### WHAT TO PRODUCE
Restate the stretch of the decoder system passage from "Decoder system 14 includes" through "to produce audio.", swapping "video data frames" for "video frames".

Channel 16 carries the multiplexed information to decoder system 14 as physical layer data units. Channel 16 may be any physical connection between encoder system 12 and decoder system 14. For example, channel 16 may be a wired connection, such as a local or wide-area network. Alternatively, as described herein, channel 16 may be a wireless connection such as a cellular, satellite or optical connection.
Decoder system 14 includes a demultiplexer (DEMUX) 26, a video decoder 28, and an audio decoder 30. Demultiplexer 26 identifies the multiplex data units from physical layer data units and demultiplexes the content of the multiplex layer data units to produce video and audio adaptation layer data units. The adaptation layer data units are processed in the adaptation layer to produce video data frames. Video decoder 28 decodes the video data frames at the application layer to produce a stream of video data for use in driving a display device. Audio decoder 30 decodes the audio data to produce audio.
In accordance with this disclosure, demultiplexer 26 detects a boundary between the physical layer data units and adds boundary information to the bitstream produced by the demultiplexer. Demultiplexer 26 produces adaptation layer data units, which are processed by the adaptation layer to produce an application layer bitstream. When video decoder 28 encounters an error in the bitstream, it uses the boundary information to limit the amount of video data that must be concealed. In particular, video decoder 28 uses the boundary information to isolate the error to a smaller segment of data, e.g., based on the locations of physical layer data units, in this example. Video decoder 28 conceals a smaller segment of data, rather than the entire slice or frame in which the error resides.

### DATA PROVIDED
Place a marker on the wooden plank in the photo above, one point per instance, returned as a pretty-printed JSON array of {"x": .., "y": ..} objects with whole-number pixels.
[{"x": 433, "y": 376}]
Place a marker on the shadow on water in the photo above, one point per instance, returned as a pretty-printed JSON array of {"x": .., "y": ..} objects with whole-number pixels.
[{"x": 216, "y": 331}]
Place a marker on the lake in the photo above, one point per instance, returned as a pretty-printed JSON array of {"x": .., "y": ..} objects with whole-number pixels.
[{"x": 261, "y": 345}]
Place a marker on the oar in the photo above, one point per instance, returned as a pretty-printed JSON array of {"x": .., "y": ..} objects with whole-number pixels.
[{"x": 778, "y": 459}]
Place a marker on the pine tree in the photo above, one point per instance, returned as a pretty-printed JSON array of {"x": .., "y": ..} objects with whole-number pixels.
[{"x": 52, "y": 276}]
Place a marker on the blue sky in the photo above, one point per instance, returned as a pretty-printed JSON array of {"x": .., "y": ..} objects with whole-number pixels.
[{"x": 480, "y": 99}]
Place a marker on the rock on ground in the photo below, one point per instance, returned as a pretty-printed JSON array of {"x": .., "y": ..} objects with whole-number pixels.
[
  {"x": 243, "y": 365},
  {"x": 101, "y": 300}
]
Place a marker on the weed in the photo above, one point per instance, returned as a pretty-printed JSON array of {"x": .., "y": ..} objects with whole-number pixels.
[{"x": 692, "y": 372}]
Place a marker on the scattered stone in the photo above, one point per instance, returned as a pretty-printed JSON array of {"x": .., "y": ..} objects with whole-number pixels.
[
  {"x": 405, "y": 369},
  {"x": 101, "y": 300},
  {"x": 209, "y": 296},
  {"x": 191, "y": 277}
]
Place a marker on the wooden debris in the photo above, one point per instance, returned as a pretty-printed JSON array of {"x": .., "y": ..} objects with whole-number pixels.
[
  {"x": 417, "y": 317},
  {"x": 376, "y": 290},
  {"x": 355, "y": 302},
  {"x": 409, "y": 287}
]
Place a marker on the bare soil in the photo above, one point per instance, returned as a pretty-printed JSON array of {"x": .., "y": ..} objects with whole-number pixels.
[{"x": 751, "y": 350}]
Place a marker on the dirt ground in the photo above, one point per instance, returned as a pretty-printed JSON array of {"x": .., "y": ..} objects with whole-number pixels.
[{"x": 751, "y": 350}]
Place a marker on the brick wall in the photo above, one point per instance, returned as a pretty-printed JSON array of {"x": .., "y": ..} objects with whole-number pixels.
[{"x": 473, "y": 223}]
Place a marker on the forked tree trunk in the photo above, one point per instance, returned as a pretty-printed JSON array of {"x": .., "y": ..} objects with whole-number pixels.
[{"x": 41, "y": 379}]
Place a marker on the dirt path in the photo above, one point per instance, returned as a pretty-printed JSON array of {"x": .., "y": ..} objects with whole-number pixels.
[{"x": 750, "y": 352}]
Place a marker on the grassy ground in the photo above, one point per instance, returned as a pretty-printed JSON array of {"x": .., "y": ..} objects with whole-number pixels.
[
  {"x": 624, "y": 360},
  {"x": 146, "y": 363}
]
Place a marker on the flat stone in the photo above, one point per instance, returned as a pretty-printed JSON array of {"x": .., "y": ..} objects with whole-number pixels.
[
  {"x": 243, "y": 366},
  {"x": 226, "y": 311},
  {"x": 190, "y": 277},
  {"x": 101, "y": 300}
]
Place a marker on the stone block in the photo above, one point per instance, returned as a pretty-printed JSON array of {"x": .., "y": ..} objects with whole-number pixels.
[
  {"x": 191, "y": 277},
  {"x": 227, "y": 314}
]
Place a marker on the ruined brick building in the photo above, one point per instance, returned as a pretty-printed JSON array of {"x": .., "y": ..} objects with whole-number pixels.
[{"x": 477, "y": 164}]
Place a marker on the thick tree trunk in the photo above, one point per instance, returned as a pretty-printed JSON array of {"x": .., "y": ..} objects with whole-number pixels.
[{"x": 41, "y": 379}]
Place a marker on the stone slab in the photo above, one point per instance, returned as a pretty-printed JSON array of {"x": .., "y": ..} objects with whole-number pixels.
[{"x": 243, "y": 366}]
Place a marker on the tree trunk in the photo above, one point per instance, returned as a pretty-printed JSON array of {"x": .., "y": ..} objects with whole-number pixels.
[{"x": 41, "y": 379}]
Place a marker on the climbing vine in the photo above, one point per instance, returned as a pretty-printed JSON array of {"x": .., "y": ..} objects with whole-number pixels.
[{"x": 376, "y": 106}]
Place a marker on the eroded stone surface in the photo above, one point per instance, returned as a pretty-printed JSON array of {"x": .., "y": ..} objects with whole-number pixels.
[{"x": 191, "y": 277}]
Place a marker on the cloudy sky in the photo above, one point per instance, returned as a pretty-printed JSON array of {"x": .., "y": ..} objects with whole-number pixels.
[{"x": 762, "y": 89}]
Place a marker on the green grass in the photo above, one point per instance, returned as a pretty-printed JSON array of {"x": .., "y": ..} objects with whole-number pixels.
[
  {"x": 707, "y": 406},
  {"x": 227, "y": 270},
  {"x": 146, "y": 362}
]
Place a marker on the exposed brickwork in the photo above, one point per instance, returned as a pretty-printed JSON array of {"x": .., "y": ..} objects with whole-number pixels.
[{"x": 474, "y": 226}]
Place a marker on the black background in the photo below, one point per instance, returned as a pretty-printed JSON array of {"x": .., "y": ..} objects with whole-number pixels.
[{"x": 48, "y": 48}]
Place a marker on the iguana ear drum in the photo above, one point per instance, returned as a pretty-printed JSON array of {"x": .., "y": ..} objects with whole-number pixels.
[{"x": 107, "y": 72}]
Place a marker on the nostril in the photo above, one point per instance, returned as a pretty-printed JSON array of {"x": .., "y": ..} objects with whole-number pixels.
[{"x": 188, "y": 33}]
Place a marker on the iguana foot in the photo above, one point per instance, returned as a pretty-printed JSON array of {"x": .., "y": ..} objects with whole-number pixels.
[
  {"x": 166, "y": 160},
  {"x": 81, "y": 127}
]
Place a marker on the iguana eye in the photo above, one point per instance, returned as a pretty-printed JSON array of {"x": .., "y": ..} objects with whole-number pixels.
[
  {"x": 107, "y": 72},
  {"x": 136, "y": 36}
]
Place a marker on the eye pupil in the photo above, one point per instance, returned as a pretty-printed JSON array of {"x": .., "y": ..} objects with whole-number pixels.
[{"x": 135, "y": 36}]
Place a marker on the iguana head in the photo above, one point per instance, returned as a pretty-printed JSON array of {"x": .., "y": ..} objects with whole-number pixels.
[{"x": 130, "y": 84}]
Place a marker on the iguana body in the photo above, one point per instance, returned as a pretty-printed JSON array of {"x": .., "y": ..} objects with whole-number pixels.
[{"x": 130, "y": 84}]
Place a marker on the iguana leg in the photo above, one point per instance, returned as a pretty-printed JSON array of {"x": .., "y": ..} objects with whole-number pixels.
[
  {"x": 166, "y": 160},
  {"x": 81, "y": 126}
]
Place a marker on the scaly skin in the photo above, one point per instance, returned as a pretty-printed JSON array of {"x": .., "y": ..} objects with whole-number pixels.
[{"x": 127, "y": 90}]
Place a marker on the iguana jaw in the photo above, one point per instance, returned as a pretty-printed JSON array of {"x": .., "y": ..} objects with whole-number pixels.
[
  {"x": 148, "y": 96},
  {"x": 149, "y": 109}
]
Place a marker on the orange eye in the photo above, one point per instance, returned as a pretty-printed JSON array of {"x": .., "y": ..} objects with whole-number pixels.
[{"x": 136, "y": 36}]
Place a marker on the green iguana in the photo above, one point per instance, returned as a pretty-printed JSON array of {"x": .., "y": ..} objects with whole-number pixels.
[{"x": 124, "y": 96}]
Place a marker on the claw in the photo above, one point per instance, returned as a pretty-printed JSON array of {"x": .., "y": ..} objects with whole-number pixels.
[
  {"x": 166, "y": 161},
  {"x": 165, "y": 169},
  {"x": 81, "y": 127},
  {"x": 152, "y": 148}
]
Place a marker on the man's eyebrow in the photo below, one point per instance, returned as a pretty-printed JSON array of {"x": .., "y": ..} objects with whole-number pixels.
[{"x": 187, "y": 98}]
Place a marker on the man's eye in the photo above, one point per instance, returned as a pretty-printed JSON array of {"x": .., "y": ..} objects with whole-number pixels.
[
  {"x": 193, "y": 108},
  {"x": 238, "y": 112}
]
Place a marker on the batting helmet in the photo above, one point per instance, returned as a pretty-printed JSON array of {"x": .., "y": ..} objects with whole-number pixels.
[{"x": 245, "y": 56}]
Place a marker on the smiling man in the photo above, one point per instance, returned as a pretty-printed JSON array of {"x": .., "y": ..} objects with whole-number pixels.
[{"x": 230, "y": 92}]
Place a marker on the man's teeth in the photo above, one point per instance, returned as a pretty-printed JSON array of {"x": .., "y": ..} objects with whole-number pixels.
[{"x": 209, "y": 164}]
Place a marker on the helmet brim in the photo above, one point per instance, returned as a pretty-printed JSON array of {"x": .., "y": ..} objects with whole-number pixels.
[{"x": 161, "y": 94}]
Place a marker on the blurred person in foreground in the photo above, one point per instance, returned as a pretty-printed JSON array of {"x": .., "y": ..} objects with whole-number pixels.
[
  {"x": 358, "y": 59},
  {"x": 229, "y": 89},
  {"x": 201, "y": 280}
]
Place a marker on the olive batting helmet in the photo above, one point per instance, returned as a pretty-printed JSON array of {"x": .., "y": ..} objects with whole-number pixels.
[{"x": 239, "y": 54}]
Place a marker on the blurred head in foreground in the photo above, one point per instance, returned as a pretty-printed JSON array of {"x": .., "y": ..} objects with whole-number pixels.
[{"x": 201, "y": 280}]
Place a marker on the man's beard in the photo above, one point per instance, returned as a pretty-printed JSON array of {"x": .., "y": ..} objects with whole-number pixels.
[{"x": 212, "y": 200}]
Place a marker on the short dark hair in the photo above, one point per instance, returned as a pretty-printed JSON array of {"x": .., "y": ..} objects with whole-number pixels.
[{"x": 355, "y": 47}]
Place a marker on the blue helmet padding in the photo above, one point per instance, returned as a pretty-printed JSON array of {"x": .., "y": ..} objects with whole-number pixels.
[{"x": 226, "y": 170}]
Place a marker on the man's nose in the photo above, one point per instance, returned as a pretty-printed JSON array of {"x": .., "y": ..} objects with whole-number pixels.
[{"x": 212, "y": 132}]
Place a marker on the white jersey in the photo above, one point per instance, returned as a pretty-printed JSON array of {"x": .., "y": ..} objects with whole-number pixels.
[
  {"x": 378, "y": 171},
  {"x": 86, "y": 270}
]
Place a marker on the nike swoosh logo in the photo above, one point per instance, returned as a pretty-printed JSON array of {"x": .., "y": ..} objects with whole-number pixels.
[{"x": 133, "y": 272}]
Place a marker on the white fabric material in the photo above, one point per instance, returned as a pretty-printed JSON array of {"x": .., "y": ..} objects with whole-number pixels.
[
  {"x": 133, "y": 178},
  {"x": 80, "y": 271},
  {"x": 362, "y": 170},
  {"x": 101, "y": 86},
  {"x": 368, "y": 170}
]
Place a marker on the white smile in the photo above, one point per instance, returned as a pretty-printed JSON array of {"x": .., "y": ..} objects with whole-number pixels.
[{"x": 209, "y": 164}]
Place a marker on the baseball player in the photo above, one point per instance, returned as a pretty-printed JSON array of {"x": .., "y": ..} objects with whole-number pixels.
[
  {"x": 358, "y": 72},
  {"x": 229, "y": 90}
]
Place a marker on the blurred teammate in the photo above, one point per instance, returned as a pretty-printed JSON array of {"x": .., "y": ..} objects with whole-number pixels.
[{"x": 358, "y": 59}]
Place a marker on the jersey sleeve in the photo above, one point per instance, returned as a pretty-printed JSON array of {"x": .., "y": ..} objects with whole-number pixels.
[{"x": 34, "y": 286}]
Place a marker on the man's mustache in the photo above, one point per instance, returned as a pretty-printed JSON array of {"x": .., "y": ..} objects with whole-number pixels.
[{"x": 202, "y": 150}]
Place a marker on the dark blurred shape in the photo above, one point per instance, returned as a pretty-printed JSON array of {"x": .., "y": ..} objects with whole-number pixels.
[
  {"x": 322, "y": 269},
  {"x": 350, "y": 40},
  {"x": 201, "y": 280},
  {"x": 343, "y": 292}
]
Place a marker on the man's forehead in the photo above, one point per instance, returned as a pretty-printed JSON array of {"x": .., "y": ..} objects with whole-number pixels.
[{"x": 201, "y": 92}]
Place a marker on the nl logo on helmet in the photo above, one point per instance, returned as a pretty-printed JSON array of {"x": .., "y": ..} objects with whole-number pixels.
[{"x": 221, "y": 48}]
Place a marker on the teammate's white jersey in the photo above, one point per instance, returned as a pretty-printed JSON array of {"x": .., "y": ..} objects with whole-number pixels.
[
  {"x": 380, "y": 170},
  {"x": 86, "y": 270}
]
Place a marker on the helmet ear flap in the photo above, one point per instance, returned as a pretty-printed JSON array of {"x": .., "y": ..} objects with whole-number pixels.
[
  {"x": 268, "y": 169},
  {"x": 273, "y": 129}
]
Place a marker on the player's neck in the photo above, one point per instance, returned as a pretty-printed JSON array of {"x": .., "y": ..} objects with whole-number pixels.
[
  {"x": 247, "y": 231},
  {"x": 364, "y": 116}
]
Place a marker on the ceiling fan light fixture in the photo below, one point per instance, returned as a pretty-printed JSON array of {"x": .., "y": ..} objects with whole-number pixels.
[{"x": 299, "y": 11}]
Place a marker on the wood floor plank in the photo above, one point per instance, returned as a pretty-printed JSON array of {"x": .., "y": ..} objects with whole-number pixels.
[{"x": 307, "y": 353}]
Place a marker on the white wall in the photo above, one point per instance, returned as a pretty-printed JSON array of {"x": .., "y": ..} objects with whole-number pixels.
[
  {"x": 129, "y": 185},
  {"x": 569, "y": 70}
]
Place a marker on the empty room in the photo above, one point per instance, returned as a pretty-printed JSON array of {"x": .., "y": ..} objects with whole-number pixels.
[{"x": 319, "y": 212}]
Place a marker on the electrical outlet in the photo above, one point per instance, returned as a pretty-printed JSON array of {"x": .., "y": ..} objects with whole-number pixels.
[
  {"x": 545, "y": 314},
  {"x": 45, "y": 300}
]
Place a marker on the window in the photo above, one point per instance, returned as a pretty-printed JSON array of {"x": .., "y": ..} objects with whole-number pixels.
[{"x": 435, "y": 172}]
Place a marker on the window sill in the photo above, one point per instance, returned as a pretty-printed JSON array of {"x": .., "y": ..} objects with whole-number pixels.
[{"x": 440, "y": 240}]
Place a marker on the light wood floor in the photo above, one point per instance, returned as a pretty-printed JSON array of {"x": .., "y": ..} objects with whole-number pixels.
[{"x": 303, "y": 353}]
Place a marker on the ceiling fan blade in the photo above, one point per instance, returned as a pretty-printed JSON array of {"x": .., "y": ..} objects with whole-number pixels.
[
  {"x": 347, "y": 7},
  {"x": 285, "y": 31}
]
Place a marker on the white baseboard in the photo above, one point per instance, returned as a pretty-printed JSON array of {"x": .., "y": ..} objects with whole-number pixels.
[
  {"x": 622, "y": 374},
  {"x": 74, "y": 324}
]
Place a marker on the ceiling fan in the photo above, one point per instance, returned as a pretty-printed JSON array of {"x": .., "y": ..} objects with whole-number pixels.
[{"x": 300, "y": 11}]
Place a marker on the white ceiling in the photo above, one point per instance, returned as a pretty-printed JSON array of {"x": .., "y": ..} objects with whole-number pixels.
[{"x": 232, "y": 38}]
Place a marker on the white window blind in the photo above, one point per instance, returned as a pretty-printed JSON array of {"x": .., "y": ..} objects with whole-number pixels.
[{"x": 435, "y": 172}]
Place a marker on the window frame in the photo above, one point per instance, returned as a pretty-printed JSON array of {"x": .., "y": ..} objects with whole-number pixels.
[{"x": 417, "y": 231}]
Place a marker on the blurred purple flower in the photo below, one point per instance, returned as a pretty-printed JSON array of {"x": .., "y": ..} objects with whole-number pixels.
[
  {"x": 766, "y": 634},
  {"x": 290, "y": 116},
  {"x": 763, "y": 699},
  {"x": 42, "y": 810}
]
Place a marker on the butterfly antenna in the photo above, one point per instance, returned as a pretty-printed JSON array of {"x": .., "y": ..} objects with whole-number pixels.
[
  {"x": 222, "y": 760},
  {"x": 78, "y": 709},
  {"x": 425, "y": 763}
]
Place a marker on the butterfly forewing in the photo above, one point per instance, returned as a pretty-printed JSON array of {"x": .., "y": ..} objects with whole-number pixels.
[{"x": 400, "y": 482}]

### WRITTEN RESPONSE
Decoder system 14 includes a demultiplexer (DEMUX) 26, a video decoder 28, and an audio decoder 30. Demultiplexer 26 identifies the multiplex data units from physical layer data units and demultiplexes the content of the multiplex layer data units to produce video and audio adaptation layer data units. The adaptation layer data units are processed in the adaptation layer to produce video frames. Video decoder 28 decodes the video frames at the application layer to produce a stream of video data for use in driving a display device. Audio decoder 30 decodes the audio data to produce audio.